_DATASET RECORDS:_
....
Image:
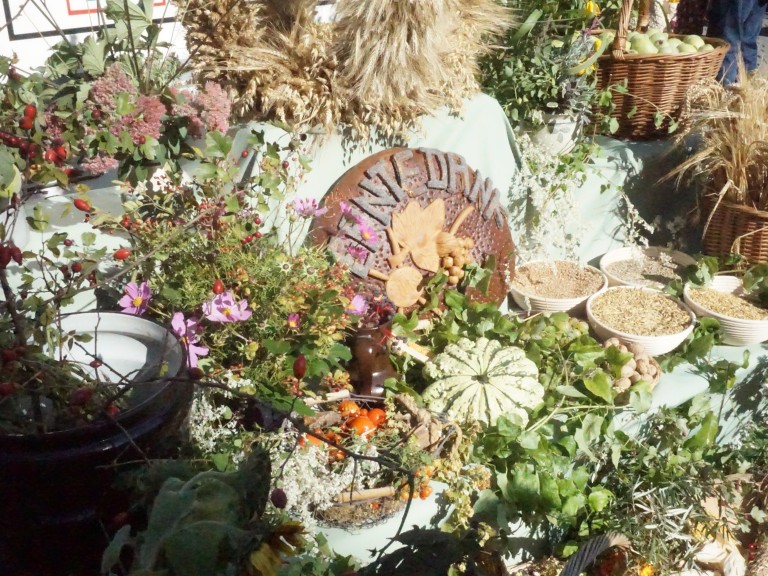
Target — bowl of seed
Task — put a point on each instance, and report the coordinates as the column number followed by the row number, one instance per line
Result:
....
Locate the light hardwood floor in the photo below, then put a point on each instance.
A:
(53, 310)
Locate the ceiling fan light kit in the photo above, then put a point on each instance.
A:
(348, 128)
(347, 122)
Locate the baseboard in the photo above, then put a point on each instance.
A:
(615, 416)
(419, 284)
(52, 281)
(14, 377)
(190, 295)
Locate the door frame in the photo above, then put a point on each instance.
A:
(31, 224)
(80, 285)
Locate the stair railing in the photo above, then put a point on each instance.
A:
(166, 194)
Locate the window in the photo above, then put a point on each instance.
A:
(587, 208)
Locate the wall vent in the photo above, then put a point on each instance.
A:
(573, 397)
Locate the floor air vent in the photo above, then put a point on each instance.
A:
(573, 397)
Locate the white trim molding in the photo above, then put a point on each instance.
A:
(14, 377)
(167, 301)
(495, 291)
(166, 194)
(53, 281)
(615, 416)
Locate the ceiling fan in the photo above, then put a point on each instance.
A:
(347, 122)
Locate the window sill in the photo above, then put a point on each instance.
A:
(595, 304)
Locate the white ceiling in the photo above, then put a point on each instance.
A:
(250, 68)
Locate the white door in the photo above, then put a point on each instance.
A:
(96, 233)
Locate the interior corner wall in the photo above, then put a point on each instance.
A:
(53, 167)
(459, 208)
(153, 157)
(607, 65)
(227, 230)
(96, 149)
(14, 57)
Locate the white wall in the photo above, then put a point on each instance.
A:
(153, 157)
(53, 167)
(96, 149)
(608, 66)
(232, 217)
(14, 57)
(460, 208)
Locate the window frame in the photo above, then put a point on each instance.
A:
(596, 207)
....
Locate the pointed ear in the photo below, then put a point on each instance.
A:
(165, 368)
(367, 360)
....
_EXERCISE GOAL:_
How many lines in the rows above contain the string "window", with case counting? Reply with the number alone.

_FULL ANSWER:_
3